── Data supplied
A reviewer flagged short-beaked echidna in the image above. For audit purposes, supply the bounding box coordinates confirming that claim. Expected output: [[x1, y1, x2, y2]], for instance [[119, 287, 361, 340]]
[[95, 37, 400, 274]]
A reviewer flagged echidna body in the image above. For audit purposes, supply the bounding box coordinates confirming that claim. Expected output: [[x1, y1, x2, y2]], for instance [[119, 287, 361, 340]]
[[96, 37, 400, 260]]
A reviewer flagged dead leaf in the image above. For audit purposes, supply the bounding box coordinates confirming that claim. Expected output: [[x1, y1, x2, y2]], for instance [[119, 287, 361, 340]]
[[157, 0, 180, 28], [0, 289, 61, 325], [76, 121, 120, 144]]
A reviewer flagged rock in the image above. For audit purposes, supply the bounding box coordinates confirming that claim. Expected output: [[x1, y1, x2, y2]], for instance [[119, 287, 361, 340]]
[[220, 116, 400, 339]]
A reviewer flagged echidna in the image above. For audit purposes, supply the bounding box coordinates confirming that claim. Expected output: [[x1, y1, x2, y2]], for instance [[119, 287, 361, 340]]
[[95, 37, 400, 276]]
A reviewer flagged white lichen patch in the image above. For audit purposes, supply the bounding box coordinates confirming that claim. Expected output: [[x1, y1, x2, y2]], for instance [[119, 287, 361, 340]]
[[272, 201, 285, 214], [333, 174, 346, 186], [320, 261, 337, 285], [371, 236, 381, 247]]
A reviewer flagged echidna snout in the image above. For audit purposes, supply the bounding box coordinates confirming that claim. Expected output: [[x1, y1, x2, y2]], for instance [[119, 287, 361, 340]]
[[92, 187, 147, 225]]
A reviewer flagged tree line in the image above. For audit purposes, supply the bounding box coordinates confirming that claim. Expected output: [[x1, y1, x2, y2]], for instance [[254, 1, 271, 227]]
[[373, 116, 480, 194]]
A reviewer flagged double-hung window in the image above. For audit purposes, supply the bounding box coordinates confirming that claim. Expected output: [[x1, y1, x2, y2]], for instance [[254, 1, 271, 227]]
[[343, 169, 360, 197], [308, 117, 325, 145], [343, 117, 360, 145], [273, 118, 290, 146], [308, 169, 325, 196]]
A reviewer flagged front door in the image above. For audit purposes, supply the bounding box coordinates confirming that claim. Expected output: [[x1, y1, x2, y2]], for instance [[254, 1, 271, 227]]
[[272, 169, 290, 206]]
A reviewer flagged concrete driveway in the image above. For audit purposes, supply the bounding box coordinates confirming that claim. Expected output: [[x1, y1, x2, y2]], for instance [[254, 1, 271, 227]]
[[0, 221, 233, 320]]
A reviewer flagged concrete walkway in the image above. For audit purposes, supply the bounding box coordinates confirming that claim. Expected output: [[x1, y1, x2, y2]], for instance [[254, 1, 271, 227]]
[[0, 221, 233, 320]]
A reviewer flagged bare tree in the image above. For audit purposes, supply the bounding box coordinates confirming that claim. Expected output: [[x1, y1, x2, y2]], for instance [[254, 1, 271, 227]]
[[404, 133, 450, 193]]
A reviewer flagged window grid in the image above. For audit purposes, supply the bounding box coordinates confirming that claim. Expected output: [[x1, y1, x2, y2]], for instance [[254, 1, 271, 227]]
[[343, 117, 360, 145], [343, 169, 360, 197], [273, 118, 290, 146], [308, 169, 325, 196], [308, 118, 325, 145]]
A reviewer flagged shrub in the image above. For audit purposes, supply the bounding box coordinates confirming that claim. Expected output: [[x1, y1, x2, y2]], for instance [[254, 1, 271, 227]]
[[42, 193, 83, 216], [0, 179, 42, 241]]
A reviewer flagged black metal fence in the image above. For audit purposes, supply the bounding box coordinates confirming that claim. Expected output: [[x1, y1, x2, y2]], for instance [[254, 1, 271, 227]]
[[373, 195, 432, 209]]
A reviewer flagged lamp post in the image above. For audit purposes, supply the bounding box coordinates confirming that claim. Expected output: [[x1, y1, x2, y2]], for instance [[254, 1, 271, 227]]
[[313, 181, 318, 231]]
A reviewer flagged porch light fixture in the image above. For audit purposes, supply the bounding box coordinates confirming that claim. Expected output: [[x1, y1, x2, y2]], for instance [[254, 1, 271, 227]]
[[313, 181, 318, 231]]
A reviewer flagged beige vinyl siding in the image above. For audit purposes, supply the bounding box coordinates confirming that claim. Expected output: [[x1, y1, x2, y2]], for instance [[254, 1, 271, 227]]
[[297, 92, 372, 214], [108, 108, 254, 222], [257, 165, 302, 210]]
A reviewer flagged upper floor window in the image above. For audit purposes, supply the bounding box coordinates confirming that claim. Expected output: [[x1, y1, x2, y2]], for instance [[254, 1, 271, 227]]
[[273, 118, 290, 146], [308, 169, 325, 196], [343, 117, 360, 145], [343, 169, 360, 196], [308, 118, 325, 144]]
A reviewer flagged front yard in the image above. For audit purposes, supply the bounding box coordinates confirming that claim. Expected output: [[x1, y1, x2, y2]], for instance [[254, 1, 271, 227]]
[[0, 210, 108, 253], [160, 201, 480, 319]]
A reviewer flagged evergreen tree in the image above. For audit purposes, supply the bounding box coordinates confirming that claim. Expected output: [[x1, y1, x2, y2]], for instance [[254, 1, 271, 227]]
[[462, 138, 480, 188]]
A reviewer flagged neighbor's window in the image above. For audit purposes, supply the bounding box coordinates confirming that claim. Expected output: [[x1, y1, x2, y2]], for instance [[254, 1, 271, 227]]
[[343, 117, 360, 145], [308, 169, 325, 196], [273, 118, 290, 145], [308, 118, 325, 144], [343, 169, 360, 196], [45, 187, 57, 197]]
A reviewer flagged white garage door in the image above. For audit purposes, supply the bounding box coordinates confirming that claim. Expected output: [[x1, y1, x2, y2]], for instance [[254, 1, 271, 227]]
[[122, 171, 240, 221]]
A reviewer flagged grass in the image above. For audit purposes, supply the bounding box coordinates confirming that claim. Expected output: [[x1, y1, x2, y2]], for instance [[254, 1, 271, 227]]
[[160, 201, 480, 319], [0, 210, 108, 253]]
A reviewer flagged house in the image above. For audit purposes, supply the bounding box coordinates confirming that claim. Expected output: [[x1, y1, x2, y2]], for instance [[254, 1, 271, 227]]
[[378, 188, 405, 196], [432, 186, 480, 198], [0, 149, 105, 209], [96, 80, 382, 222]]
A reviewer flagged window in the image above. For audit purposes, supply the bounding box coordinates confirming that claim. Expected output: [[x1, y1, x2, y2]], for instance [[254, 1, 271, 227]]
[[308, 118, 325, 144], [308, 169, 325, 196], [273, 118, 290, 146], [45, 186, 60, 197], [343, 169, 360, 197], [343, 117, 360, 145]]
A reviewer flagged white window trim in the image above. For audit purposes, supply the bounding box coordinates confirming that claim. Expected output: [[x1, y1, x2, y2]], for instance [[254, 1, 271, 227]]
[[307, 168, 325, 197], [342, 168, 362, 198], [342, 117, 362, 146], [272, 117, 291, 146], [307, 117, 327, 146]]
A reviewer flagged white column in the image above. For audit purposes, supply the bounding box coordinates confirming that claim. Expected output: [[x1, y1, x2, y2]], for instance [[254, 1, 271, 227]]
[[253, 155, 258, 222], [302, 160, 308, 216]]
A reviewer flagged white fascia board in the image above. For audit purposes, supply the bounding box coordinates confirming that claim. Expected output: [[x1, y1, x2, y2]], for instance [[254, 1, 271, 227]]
────
[Exercise task]:
Update every line of the records, swapping "For audit purposes" for "For quality control" wherever it occurs and leaving all other text untouched.

[Answer to this task]:
A reviewer flagged short-beaked echidna in the image above. For quality control, supply the bounding box coordinates confirming that claim. Expected output: [[x1, y1, x2, y2]], for instance [[119, 287, 361, 340]]
[[95, 37, 400, 274]]
A reviewer flagged echidna body in the image above. For quality control, supply the bounding box coordinates confirming that claim. Expected output: [[x1, y1, x2, y2]], for instance [[119, 287, 361, 340]]
[[96, 37, 400, 260]]
A reviewer flagged dead leaf in the image above. For quality control, supply the bounding box coordinates confirming that claim. Expected output: [[x1, y1, x2, y2]], for instance [[119, 287, 361, 340]]
[[157, 0, 180, 28], [0, 289, 61, 325], [76, 121, 120, 144]]
A reviewer flagged rock in the image above. For quality control, supply the bounding box coordinates confirming that claim. Expected output: [[x1, y1, x2, y2]], for instance [[119, 287, 361, 340]]
[[220, 116, 400, 339]]
A reviewer flagged echidna in the image above. For quality control, supply the bounding box coordinates confirming that claim. Expected output: [[x1, y1, x2, y2]], for instance [[119, 287, 361, 340]]
[[95, 37, 400, 276]]
A reviewer flagged white lichen patch in the image above. For quality control, supply the bounding box coordinates confirming that claim. Expected output: [[x1, y1, x2, y2]], for instance [[119, 287, 361, 340]]
[[272, 201, 285, 214], [333, 174, 346, 186], [320, 261, 337, 285], [371, 236, 381, 247]]
A reviewer flagged echidna snout in the image above. For quality control, supply the bounding box coordinates confirming that claim. Expected output: [[x1, y1, x2, y2]], for instance [[119, 287, 361, 340]]
[[92, 187, 147, 225]]
A reviewer flagged tree line in the image above. For quality control, supply the bounding box coordinates confirming that claim. Expected output: [[x1, y1, x2, y2]], for instance [[254, 1, 271, 227]]
[[373, 116, 480, 194]]
A reviewer flagged double-hung window in the image above. For quality control, supply the bounding box coordinates confirming that claim. Expected output: [[x1, y1, x2, y2]], for instance [[254, 1, 271, 227]]
[[343, 169, 360, 197], [308, 117, 325, 145], [343, 117, 360, 145], [273, 118, 290, 146], [308, 169, 325, 196]]
A reviewer flagged front door in the image above. For quality control, supply the bounding box coordinates confirming that claim. Expected output: [[x1, y1, x2, y2]], for instance [[254, 1, 271, 227]]
[[272, 169, 290, 206]]
A reviewer flagged concrete driveway in the image above. For quality control, supply the bounding box coordinates confirming that claim. Expected output: [[x1, y1, x2, y2]], for instance [[254, 1, 271, 227]]
[[0, 221, 233, 320]]
A reviewer flagged concrete walkway in the image above. For quality control, supply the bounding box coordinates confirming that claim. Expected output: [[x1, y1, x2, y2]], for instance [[254, 1, 271, 227]]
[[0, 221, 233, 320]]
A reviewer flagged bare tree in the image above. For quality control, supply the bounding box coordinates confirming that claim. Expected output: [[x1, y1, x2, y2]], for instance [[254, 1, 271, 227]]
[[404, 133, 450, 193]]
A reviewer flagged window grid in the image above. For quality control, supply the bounding box coordinates confirming that claim. Expected output: [[x1, y1, x2, y2]], for instance [[254, 1, 271, 227]]
[[343, 117, 360, 145], [343, 169, 360, 197], [273, 118, 290, 146], [308, 169, 325, 196], [308, 118, 325, 145]]
A reviewer flagged shrub in the image above. For quality control, supply the bounding box coordinates confirming that claim. Expected output: [[x1, y1, x2, y2]], for instance [[254, 1, 271, 227]]
[[42, 193, 83, 216], [0, 179, 42, 241]]
A reviewer flagged black metal fence in the image above. For quality control, supply the bounding box coordinates confirming that claim. Expected output: [[x1, y1, x2, y2]], for instance [[254, 1, 271, 227]]
[[373, 195, 432, 209]]
A reviewer flagged lamp post in the image above. For quality control, supply the bounding box coordinates confirming that claim. Expected output: [[x1, y1, x2, y2]], for instance [[254, 1, 271, 227]]
[[313, 181, 318, 231]]
A reviewer flagged porch light fixture in the image above. For quality control, supply the bounding box coordinates confirming that claim. Expected output: [[x1, y1, x2, y2]], for instance [[254, 1, 271, 227]]
[[313, 181, 318, 231]]
A reviewer flagged beige vinyl siding in the image above. For quality control, supply the bounding box coordinates confirming that claim. Expected output: [[x1, y1, x2, y2]], for instance [[254, 1, 271, 227]]
[[297, 92, 372, 214], [108, 108, 254, 222], [257, 165, 302, 210]]
A reviewer flagged upper floor window in the image above. For quality control, supply the bounding box coordinates confirming that claim. Expected output: [[x1, y1, x2, y2]], for instance [[254, 1, 271, 227]]
[[273, 118, 290, 146], [308, 169, 325, 196], [343, 117, 360, 145], [343, 169, 360, 196], [308, 118, 325, 144]]
A reviewer flagged front yard in the image above. For quality control, supply the bounding box coordinates confirming that claim. Expected output: [[x1, y1, x2, y2]], for instance [[254, 1, 271, 227]]
[[0, 210, 108, 253], [160, 201, 480, 319]]
A reviewer flagged evergreen tree in the image above. For quality control, supply the bounding box coordinates confirming that claim. Expected output: [[x1, y1, x2, y2]], for instance [[254, 1, 271, 227]]
[[462, 138, 480, 188]]
A reviewer flagged neighbor's window in the image above. For quality control, supply the bounding box coordinates confirming that claim. Expected output: [[x1, y1, x2, y2]], for instance [[254, 1, 271, 227]]
[[343, 117, 360, 145], [308, 169, 325, 196], [273, 118, 290, 145], [308, 118, 325, 144], [343, 169, 360, 196], [45, 187, 57, 197]]
A reviewer flagged white garage door in the image above. For quality control, supply the bounding box coordinates confirming that claim. Expected output: [[x1, y1, x2, y2]], for instance [[254, 1, 271, 227]]
[[122, 171, 240, 221]]
A reviewer flagged grass in the image above. For quality control, supply the bounding box coordinates confirming that claim. Expected output: [[x1, y1, x2, y2]], for instance [[254, 1, 271, 227]]
[[160, 201, 480, 319], [0, 210, 108, 253]]
A reviewer flagged house in the image above. For quality control, supply the bounding box coordinates confirming that claim. Expected output: [[x1, y1, x2, y2]], for instance [[254, 1, 271, 227]]
[[378, 188, 405, 196], [432, 186, 480, 198], [0, 149, 105, 209], [96, 80, 382, 222]]
A reviewer flagged window in the image above. For quality control, supply the bounding box coordinates confirming that claim. Expected output: [[x1, y1, x2, y2]], for instance [[254, 1, 271, 227]]
[[308, 118, 325, 144], [308, 169, 325, 196], [273, 118, 290, 146], [45, 186, 60, 197], [343, 169, 360, 197], [343, 117, 360, 145]]
A reviewer flagged white window trim in the image above. For quality control, supply the bounding box coordinates confirming that claim. Expected output: [[x1, y1, x2, y2]], for instance [[254, 1, 271, 227]]
[[307, 168, 325, 197], [342, 168, 362, 198], [342, 117, 362, 146], [272, 117, 291, 146], [307, 117, 327, 146]]
A reviewer flagged white column in the image above. For quality control, supply the bounding box coordinates confirming that claim. Expected output: [[x1, y1, x2, y2]], for instance [[254, 1, 271, 227]]
[[253, 155, 258, 222], [302, 160, 308, 216]]
A reviewer flagged white fascia board in the image above. For quality control, supply the bounding box coordinates confirming that claim. Expected output: [[x1, y1, x2, y2]], for instance [[254, 1, 271, 227]]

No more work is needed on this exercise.